● **DATA EXCERPTS**
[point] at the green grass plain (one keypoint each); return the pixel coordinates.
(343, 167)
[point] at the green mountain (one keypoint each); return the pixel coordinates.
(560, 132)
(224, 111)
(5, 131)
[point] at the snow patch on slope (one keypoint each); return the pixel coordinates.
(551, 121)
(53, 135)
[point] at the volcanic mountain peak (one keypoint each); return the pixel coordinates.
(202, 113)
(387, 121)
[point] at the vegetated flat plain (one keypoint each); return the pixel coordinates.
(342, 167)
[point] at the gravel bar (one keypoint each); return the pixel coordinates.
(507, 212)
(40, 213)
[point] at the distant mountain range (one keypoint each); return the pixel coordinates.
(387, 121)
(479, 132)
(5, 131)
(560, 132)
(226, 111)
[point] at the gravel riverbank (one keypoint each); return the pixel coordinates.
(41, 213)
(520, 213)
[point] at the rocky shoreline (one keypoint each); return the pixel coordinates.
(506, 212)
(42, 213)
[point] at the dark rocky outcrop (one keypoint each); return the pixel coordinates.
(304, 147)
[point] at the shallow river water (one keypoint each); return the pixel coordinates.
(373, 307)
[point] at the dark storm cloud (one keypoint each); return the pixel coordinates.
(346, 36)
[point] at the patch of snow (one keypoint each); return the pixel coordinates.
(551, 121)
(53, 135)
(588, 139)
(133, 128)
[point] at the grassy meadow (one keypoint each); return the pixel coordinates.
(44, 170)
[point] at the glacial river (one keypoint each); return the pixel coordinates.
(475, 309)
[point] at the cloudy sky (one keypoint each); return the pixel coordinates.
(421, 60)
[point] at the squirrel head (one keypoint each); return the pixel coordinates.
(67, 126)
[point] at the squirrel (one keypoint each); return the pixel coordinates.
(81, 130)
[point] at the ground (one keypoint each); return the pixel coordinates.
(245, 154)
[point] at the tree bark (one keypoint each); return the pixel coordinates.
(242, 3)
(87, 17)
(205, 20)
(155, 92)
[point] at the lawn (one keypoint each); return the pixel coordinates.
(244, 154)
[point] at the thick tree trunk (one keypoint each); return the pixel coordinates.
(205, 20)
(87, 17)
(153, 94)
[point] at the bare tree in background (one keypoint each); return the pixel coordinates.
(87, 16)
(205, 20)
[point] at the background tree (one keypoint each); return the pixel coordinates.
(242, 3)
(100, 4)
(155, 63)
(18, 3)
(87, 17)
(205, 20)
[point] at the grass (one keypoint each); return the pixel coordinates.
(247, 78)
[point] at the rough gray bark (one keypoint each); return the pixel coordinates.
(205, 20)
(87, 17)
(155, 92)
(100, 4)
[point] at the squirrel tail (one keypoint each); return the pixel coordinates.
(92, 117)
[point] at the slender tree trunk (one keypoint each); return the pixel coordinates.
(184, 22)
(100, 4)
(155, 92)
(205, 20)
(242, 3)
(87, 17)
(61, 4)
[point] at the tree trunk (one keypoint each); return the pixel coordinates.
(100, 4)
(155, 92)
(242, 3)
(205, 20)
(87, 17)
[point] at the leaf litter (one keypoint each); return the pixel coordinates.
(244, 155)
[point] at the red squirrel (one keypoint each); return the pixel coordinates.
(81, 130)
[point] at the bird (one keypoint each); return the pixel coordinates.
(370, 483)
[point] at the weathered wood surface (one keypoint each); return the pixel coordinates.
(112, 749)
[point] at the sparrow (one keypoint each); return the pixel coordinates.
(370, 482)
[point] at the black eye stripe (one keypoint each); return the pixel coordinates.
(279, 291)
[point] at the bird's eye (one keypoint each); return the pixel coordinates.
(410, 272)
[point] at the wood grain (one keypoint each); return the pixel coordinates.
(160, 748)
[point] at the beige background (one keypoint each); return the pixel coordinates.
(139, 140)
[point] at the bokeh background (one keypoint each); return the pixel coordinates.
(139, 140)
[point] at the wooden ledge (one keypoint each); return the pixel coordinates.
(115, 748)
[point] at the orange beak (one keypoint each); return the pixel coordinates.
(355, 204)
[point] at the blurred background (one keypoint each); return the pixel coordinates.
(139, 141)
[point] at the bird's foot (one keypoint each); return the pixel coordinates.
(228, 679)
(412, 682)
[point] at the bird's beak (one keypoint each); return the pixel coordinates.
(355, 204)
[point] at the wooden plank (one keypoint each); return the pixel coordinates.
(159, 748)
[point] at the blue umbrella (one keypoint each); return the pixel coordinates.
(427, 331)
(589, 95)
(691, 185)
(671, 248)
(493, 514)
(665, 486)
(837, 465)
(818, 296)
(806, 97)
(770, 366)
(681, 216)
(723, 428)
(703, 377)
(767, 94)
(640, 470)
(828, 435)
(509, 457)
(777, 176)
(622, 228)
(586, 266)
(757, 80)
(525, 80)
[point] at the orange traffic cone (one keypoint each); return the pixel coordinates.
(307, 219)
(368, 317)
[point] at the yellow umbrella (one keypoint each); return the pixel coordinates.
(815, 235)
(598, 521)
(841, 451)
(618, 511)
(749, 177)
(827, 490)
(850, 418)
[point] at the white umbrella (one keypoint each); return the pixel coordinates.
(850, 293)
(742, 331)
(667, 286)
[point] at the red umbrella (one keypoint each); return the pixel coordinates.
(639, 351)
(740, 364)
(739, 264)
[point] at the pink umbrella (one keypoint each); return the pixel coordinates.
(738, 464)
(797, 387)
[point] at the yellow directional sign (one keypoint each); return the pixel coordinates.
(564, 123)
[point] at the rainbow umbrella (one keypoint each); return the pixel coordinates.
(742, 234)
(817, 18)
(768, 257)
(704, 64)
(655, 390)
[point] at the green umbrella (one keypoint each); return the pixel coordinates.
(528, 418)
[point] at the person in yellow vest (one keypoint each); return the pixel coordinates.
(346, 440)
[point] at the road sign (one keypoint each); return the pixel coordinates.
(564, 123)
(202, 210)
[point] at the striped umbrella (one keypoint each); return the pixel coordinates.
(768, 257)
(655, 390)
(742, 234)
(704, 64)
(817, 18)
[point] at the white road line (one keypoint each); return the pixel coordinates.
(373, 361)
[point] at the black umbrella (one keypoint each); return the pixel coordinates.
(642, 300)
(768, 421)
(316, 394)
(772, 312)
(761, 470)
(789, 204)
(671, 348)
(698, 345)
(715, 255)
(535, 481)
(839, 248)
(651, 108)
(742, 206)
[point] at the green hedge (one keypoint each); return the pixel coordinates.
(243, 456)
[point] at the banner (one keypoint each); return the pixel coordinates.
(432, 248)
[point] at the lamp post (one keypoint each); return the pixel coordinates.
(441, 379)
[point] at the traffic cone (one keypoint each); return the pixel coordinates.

● **EXERCISE BRIEF**
Repeat the material above in full, exactly as it stands.

● **RESPONSE**
[point] at the green grass plain (one keypoint each); return the pixel coordinates.
(343, 167)
[point] at the green mountain (one keypoint each); return the pixel coordinates.
(560, 132)
(224, 111)
(5, 131)
[point] at the snow patch on slope (one keypoint each); return the pixel coordinates.
(551, 121)
(53, 135)
[point] at the volcanic mountain peak (one keypoint each); return the pixel coordinates.
(202, 113)
(387, 121)
[point] at the vegetated flat plain (one keypoint each); return the pixel coordinates.
(342, 167)
[point] at the gravel bar (one keypoint each); return the pixel coordinates.
(507, 212)
(40, 213)
[point] at the distant mountain range (one keypoint each); return the pixel coordinates.
(387, 121)
(479, 132)
(5, 131)
(560, 132)
(226, 111)
[point] at the gravel riverbank (one keypoint each); return the pixel coordinates.
(41, 213)
(520, 213)
[point] at the rocky shoreline (one keypoint each); return the pixel coordinates.
(506, 212)
(42, 213)
[point] at the dark rocky outcrop (one keypoint each); return the pixel coordinates.
(304, 147)
[point] at the shallow river water (one keypoint each); return the pixel coordinates.
(373, 307)
[point] at the dark storm cloud (one keypoint each); return the pixel coordinates.
(346, 36)
[point] at the patch of snow (one keypoint each); return the pixel coordinates.
(551, 121)
(53, 135)
(588, 139)
(133, 128)
[point] at the grassy meadow (one keypoint each); return the pixel coordinates.
(44, 170)
[point] at the glacial river (one keypoint each); return the pixel coordinates.
(475, 309)
[point] at the cloudy sky (one keypoint each); return the pixel coordinates.
(421, 60)
[point] at the squirrel head (one keypoint each); return the pixel coordinates.
(67, 126)
[point] at the squirrel (one keypoint each); return the pixel coordinates.
(81, 130)
[point] at the ground (one keypoint each); return the pixel coordinates.
(245, 154)
[point] at the tree bark (one keypoint each); return the pixel coordinates.
(242, 3)
(87, 17)
(205, 20)
(155, 92)
[point] at the lawn (one keypoint each); return the pixel coordinates.
(244, 154)
[point] at the thick tree trunk (one keypoint each); return the pixel coordinates.
(205, 20)
(87, 17)
(153, 94)
[point] at the bare tree in background (one keypoint each); return the pixel coordinates.
(87, 16)
(205, 20)
[point] at the background tree (one keypoint each); return the pixel coordinates.
(242, 3)
(100, 4)
(155, 63)
(18, 3)
(87, 17)
(205, 20)
[point] at the grass (one keypoint each); return the pixel coordinates.
(247, 78)
[point] at the rough gray bark (one keypoint each); return the pixel coordinates.
(205, 20)
(87, 17)
(155, 92)
(100, 4)
[point] at the squirrel tail (one keypoint each); return the pixel coordinates.
(92, 117)
[point] at the slender tree trunk (one keypoint each); return the pixel coordinates.
(184, 22)
(100, 4)
(155, 92)
(205, 20)
(242, 3)
(87, 17)
(61, 4)
[point] at the tree trunk (one keypoint each); return the pixel coordinates.
(100, 4)
(155, 92)
(242, 3)
(205, 20)
(87, 17)
[point] at the leaf litter (one keypoint each); return the pixel coordinates.
(244, 155)
[point] at the red squirrel (one keypoint each); return the pixel coordinates.
(81, 130)
[point] at the bird (one keypoint each); return the pixel coordinates.
(370, 483)
[point] at the weathered wood surface (one keypoint each); return the pixel coordinates.
(112, 749)
[point] at the sparrow (one keypoint each); return the pixel coordinates.
(370, 482)
[point] at the black eye stripe (one keypoint each); return the pixel coordinates.
(279, 291)
[point] at the bird's eye (one keypoint each); return the pixel coordinates.
(410, 272)
[point] at the wood grain (one keypoint each); return the pixel coordinates.
(160, 748)
[point] at the beige background (one keypoint each); return the pixel coordinates.
(139, 140)
[point] at the bokeh background (one keypoint each); return the pixel coordinates.
(139, 140)
[point] at the wooden ledge (one keypoint each); return the pixel coordinates.
(115, 748)
[point] at the orange beak (one keypoint each); return the pixel coordinates.
(355, 204)
[point] at the blurred background (one keypoint each); return the pixel coordinates.
(139, 141)
[point] at the bird's foot (one keypoint each); return the pixel coordinates.
(228, 679)
(412, 682)
[point] at the bird's beak (one keypoint each); return the pixel coordinates.
(355, 204)
[point] at the wooden plank (one keypoint each); return the pixel coordinates.
(159, 748)
[point] at the blue umbrella (one keypoint each); return the pixel coordinates.
(427, 331)
(589, 95)
(691, 185)
(671, 248)
(493, 514)
(665, 486)
(837, 465)
(818, 296)
(806, 97)
(770, 366)
(681, 216)
(723, 428)
(703, 377)
(767, 94)
(640, 470)
(828, 435)
(509, 457)
(777, 176)
(622, 228)
(586, 266)
(757, 80)
(525, 80)
[point] at the orange traffic cone (one keypoint each); return the pixel coordinates.
(307, 219)
(368, 317)
[point] at the yellow umbrella (one keypoint each); return the pixel coordinates.
(815, 235)
(598, 521)
(841, 451)
(618, 511)
(749, 177)
(827, 490)
(850, 418)
[point] at the white umbrella (one keypoint each); return the pixel coordinates.
(850, 293)
(742, 331)
(667, 286)
[point] at the red umbrella (one keypoint each); return the pixel coordinates.
(639, 351)
(740, 364)
(739, 264)
[point] at the pink umbrella (one keypoint each); return the pixel coordinates.
(738, 464)
(797, 387)
[point] at the yellow directional sign (one keypoint each); return the pixel coordinates.
(564, 123)
[point] at the rainbow umbrella (one keypoint each); return the pixel coordinates.
(742, 234)
(817, 18)
(768, 257)
(704, 64)
(655, 390)
[point] at the green umbrella (one keypoint each); return the pixel coordinates.
(528, 418)
[point] at the person in yellow vest (one keypoint each); return the pixel coordinates.
(346, 440)
[point] at the road sign (one keypoint each); return the pixel coordinates.
(564, 123)
(202, 210)
[point] at the striped umbrella (one keypoint each); return the pixel coordinates.
(768, 257)
(655, 390)
(742, 234)
(704, 64)
(817, 18)
[point] at the white road line (one keypoint each); return the pixel coordinates.
(373, 361)
[point] at the black umbrella (one keypoint each); return the pixel coordinates.
(642, 300)
(768, 421)
(316, 394)
(772, 312)
(761, 470)
(789, 204)
(671, 348)
(698, 345)
(715, 255)
(535, 481)
(839, 248)
(651, 108)
(742, 206)
[point] at the green hedge (one keypoint each); return the pixel coordinates.
(243, 456)
[point] at the banner (one keypoint each); return the pixel coordinates.
(432, 248)
[point] at the lamp post (one keypoint each); return the pixel coordinates.
(441, 379)
[point] at the traffic cone (one keypoint each); return the pixel coordinates.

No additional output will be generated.